In the listing below, the lines starting with the line with "Target: grass" and going on through the line with "Target: mountain range" are to be reproduced exactly, and only those.

◆ ◆ ◆ ◆ ◆ ◆ ◆

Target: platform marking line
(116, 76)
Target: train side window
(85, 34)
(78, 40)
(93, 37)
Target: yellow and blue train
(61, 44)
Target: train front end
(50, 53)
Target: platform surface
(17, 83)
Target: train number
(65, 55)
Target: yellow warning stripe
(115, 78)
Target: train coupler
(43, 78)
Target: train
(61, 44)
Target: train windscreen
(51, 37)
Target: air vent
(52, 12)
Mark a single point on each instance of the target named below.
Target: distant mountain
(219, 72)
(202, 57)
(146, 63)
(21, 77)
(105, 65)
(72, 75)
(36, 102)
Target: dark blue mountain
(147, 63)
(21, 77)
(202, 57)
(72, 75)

◆ ◆ ◆ ◆ ◆ ◆ ◆

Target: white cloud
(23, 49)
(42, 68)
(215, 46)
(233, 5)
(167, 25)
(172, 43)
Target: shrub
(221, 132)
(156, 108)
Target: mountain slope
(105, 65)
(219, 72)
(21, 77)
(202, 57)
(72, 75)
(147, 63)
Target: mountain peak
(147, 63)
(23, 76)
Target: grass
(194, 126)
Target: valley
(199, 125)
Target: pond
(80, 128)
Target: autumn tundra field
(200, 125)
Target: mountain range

◆ ◆ ◆ ◆ ◆ ◆ ◆

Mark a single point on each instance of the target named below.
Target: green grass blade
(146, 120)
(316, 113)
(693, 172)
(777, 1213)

◆ ◆ ◆ ◆ ◆ ◆ ◆

» **SOLUTION FOR THIS EXERCISE**
Target: grass
(194, 126)
Target: valley
(199, 125)
Target: pond
(80, 128)
Target: autumn tundra field
(200, 125)
Target: mountain range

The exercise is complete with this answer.